Part of a data file
★ ★ ★ ★

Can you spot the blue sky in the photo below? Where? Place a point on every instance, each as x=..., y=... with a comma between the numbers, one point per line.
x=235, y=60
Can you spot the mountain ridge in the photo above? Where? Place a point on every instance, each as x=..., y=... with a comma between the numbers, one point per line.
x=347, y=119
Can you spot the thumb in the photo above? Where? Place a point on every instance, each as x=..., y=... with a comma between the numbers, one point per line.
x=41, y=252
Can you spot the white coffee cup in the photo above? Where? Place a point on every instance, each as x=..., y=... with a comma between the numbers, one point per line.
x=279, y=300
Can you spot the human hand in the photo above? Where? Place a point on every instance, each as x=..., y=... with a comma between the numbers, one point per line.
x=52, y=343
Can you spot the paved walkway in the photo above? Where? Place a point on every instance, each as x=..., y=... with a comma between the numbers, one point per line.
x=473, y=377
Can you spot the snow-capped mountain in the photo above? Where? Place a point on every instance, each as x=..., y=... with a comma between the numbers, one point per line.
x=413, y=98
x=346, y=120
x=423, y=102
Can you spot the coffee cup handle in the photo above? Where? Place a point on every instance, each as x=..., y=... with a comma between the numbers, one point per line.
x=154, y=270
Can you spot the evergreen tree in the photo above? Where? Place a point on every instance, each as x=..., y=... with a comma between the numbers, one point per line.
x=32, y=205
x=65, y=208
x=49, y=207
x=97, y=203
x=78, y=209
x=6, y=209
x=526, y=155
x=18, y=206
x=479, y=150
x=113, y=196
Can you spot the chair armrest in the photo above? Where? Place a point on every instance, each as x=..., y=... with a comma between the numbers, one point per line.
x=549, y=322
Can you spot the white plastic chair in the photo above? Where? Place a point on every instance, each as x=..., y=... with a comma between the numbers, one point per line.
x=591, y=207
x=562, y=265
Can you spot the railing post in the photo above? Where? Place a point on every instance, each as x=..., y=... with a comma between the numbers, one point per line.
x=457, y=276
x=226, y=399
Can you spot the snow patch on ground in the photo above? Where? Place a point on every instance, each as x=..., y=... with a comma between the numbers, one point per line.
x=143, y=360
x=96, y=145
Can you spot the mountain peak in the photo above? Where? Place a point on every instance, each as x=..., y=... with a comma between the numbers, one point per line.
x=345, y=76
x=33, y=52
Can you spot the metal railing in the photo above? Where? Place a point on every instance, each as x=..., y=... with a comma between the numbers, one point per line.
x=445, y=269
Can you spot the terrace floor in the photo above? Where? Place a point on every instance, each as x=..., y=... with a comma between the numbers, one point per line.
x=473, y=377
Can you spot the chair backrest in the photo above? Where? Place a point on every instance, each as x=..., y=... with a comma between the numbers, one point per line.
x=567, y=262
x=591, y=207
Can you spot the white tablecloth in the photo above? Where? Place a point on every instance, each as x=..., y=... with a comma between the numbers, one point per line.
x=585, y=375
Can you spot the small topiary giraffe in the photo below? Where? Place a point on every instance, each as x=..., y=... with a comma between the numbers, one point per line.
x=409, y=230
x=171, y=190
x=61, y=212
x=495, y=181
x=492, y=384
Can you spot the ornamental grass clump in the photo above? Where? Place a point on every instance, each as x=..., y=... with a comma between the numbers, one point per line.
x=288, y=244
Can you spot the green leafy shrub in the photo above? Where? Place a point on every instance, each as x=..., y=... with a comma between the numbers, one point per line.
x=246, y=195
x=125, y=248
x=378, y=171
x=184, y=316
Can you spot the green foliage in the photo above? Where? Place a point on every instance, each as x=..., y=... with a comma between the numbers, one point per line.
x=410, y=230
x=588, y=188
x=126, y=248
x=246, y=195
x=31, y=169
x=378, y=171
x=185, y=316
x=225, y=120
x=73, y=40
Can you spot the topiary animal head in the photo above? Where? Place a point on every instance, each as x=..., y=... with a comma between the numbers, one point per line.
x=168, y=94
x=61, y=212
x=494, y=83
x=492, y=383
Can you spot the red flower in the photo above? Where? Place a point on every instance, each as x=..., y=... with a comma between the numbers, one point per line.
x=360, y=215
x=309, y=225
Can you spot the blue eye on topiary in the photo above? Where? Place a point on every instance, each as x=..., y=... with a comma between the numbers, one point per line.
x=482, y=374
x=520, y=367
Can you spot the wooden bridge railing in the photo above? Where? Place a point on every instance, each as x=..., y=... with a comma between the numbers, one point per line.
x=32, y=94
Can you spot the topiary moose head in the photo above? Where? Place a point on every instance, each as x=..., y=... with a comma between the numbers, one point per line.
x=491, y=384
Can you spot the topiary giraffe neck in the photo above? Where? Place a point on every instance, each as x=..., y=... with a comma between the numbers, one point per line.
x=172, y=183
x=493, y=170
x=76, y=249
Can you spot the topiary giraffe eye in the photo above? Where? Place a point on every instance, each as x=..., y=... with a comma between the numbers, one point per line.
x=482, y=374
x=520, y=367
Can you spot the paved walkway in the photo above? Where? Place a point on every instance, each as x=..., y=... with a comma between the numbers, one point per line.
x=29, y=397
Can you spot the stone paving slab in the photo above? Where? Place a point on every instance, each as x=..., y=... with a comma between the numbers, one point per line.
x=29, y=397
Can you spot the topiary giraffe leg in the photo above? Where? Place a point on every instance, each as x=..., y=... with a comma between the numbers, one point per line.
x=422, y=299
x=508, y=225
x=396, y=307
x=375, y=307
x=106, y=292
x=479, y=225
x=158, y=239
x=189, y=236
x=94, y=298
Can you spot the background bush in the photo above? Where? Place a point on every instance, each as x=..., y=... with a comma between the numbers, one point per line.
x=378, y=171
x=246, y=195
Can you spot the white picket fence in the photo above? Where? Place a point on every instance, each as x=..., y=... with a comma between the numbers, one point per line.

★ ★ ★ ★

## Exercise task
Rewrite the stretch of records from the line containing "Can you spot the wooden" through the end of the records, putting "llama" wherever "giraffe" appears and leaving everything else unchanged.

## The result
Can you spot the wooden bridge railing in the photo above? Where? Place a point on every instance, each as x=..., y=... with a comma between the numbers, one point per line.
x=32, y=94
Can you spot the topiary moose head in the photo above? Where? Place a point on every instance, each as x=..., y=... with a comma between the numbers, one point per line.
x=491, y=384
Can you spot the topiary llama neck in the photo above? Where? Place a point on every instance, each as x=..., y=... with a comma between the numbers, one point per line.
x=172, y=183
x=493, y=170
x=76, y=249
Can you spot the topiary llama eye in the photo above? Where? Place a point on every instance, each as x=..., y=... with a comma between the numbers, one point per line.
x=482, y=374
x=520, y=367
Can you spot the paved walkway in the photo above? Where? Place a point on every instance, each as x=..., y=... with a comma between the numbers, one point per line.
x=29, y=397
Can you spot the stone paving slab in the photo above? Where? Place a point on every instance, each as x=..., y=... with a comma between the numbers, one point per line.
x=29, y=397
Can you spot the topiary llama leg in the photo above? Where? Place a point on every instance, each as x=..., y=... with a comma between the numbers, one point per line.
x=422, y=299
x=508, y=225
x=396, y=307
x=375, y=307
x=106, y=292
x=479, y=225
x=158, y=239
x=189, y=236
x=94, y=298
Can you spot the background bush in the photo above? Where? Place a point on every instance, each as x=..., y=... with a comma between the numbers, one point per line.
x=378, y=171
x=246, y=195
Can you spot the white picket fence in the photo above? Where? Place a point on every instance, each as x=..., y=... with a comma between the numbers, one point per line.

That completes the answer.